**Set problem**
Reproduce every item below verbatim, but leave out the pictures.

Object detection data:
+ + +

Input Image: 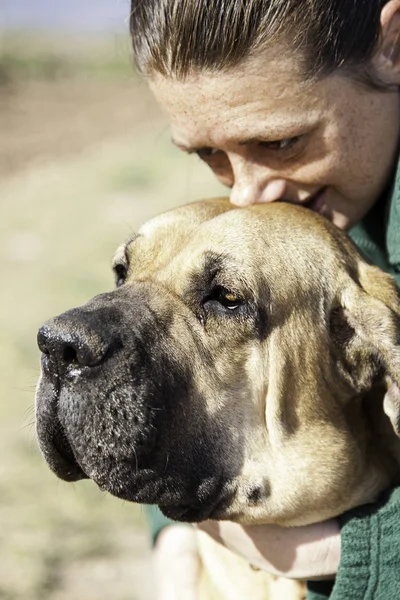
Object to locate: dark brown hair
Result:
[130,0,388,87]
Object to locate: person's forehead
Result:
[151,58,332,145]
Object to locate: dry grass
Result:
[0,34,225,600]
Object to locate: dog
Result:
[36,199,400,597]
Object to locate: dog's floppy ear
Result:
[340,261,400,436]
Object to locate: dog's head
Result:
[37,200,400,525]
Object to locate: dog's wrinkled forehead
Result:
[114,199,354,304]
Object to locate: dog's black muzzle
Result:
[37,284,236,520]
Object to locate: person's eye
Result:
[195,148,222,162]
[260,135,303,153]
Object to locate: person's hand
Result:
[197,520,340,579]
[153,525,200,600]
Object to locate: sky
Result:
[0,0,130,32]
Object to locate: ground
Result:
[0,35,220,600]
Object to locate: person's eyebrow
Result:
[171,137,211,154]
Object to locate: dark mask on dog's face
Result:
[37,200,398,524]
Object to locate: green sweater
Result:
[146,163,400,600]
[307,162,400,600]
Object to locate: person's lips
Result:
[303,187,327,214]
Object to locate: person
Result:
[130,0,400,600]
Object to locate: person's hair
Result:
[130,0,388,87]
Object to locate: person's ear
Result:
[373,0,400,86]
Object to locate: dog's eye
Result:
[210,287,243,310]
[114,264,128,287]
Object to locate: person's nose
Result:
[230,158,288,206]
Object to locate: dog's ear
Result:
[339,260,400,436]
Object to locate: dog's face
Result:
[37,200,399,525]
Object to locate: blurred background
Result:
[0,0,221,600]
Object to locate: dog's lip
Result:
[159,490,234,523]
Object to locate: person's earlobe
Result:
[373,0,400,86]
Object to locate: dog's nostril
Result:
[38,317,110,370]
[62,346,78,365]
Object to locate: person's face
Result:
[150,55,400,229]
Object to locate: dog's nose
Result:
[38,317,108,369]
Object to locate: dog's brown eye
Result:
[114,264,128,287]
[216,288,243,310]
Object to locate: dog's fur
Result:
[37,199,400,596]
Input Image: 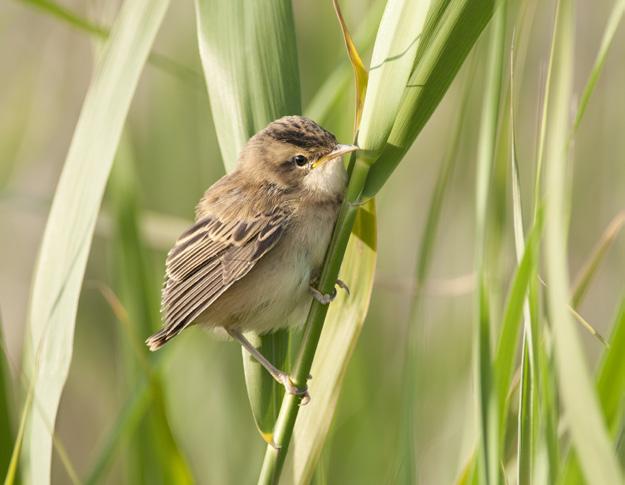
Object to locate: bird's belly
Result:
[199,210,332,334]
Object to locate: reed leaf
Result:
[363,0,498,197]
[358,0,430,156]
[196,0,301,443]
[545,0,623,483]
[19,0,168,485]
[0,320,15,477]
[474,4,508,485]
[293,200,376,484]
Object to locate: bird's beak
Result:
[312,145,358,168]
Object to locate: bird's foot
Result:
[310,279,350,305]
[279,372,310,406]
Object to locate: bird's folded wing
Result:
[161,207,289,336]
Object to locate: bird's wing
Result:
[160,203,290,343]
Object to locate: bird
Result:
[146,116,358,401]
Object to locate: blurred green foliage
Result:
[0,0,625,484]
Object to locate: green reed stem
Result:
[258,155,370,485]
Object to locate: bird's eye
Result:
[293,155,308,167]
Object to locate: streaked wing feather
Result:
[161,208,289,336]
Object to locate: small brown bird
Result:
[146,116,357,394]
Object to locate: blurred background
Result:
[0,0,625,484]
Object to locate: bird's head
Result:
[239,116,358,198]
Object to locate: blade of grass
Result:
[545,0,623,483]
[24,0,168,484]
[0,313,15,477]
[293,3,376,483]
[196,0,301,443]
[560,298,625,485]
[395,62,477,483]
[332,0,369,132]
[293,200,376,483]
[304,1,384,125]
[571,211,625,309]
[196,0,301,170]
[363,0,498,197]
[473,8,508,485]
[508,38,542,485]
[16,0,203,89]
[106,136,192,483]
[259,2,498,484]
[348,0,430,154]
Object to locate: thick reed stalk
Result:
[258,154,369,485]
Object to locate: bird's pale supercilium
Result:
[146,116,356,394]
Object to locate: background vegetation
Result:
[0,0,625,484]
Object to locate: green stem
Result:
[258,155,369,485]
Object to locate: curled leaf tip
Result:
[332,0,369,133]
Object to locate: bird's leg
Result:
[309,279,350,305]
[226,329,310,406]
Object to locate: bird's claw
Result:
[310,280,350,305]
[336,279,351,296]
[310,285,336,305]
[280,373,310,406]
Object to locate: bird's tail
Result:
[145,327,178,352]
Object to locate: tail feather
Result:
[145,327,178,352]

+ + +

**Exercise output**
Input Image: 
Object to locate: dark brown hair
Result:
[130,0,388,87]
Object to locate: person's forehead
Result:
[151,58,332,145]
Object to locate: dry grass
Result:
[0,34,225,600]
Object to locate: dog
Result:
[36,199,400,597]
Object to locate: dog's floppy ear
Result:
[340,261,400,436]
Object to locate: dog's head
Result:
[37,200,400,525]
Object to locate: dog's wrinkled forehead
Result:
[114,199,354,304]
Object to locate: dog's black muzzle
Result:
[37,284,236,520]
Object to locate: person's eye
Result:
[195,148,222,162]
[260,135,303,153]
Object to locate: person's hand
Result:
[197,520,340,579]
[153,525,200,600]
Object to locate: sky
Result:
[0,0,130,32]
Object to locate: ground
Result:
[0,35,220,600]
Object to locate: person's eyebrow
Result:
[171,137,211,154]
Object to locate: dark mask on dog's face
Result:
[37,200,398,524]
Object to locate: green sweater
Result:
[146,163,400,600]
[307,162,400,600]
Object to locate: person's lips
Result:
[303,187,327,214]
Object to locate: person
Result:
[130,0,400,600]
Object to locate: person's hair
Result:
[130,0,388,87]
Object to locate: person's ear
Result:
[373,0,400,86]
Object to locate: dog's eye
Result:
[210,287,243,310]
[114,264,128,287]
Object to locate: person's nose
Result:
[230,158,288,206]
Object to locate: dog's ear
Result:
[339,260,400,436]
Object to locate: dog's face
Result:
[37,200,399,525]
Object to locate: blurred background
Result:
[0,0,221,600]
Object to locate: dog's lip
Result:
[159,490,234,523]
Object to locate: person's earlobe
Result:
[373,0,400,86]
Object to locate: dog's nostril
Result:
[38,317,110,370]
[62,346,78,365]
Object to locate: person's face
Result:
[150,55,400,229]
Object to locate: dog's nose
Result:
[38,317,108,369]
Object to locate: dog's brown eye
Result:
[114,264,128,287]
[216,288,243,310]
Object to locate: dog's fur
Result:
[37,199,400,596]
Input Image: 
Object to locate: bird's belly
Result:
[199,210,332,334]
Object to locate: reed leaf
Result:
[363,0,498,197]
[358,0,430,156]
[196,0,301,443]
[545,0,623,483]
[19,0,168,485]
[0,320,15,477]
[474,4,508,485]
[293,200,376,484]
Object to locate: bird's beak
Result:
[312,145,358,168]
Object to locate: bird's foot
Result:
[310,279,350,305]
[279,372,310,406]
Object to locate: bird's folded wing
Result:
[161,207,289,336]
Object to locate: bird's wing
Result:
[160,203,290,343]
Object to locate: bird
Result:
[146,116,358,401]
Object to locate: blurred green foliage
Result:
[0,0,625,484]
Object to locate: green reed stem
Result:
[258,155,370,485]
Object to locate: bird's eye
Result:
[293,155,308,167]
Object to locate: streaked wing feather
Result:
[161,208,289,336]
Object to locate: small brown bird
Result:
[146,116,357,394]
Object to locate: blurred background
Result:
[0,0,625,484]
Object to locate: bird's head
Result:
[239,116,358,198]
Object to locate: blade of grass
Result:
[545,0,623,483]
[24,0,168,484]
[0,313,15,477]
[293,3,376,483]
[196,0,301,443]
[560,298,625,485]
[395,62,477,483]
[332,0,369,132]
[293,200,376,483]
[304,1,384,125]
[571,211,625,309]
[196,0,301,170]
[363,0,498,197]
[473,8,508,485]
[508,38,542,485]
[16,0,203,89]
[106,136,192,483]
[259,2,498,484]
[348,0,430,154]
Object to locate: thick reed stalk
Result:
[258,154,369,485]
Object to locate: bird's pale supercilium
Result:
[146,116,356,394]
Object to locate: background vegetation
Result:
[0,0,625,484]
Object to locate: green stem
Result:
[258,155,369,485]
Object to locate: curled leaf tip
Result:
[332,0,369,133]
Object to locate: bird's leg
Result:
[309,279,350,305]
[226,329,310,406]
Object to locate: bird's claw
Result:
[310,280,350,305]
[336,279,351,296]
[310,285,336,305]
[280,373,310,406]
Object to locate: bird's tail
Result:
[145,327,178,352]
Object to locate: tail feather
Result:
[145,327,178,352]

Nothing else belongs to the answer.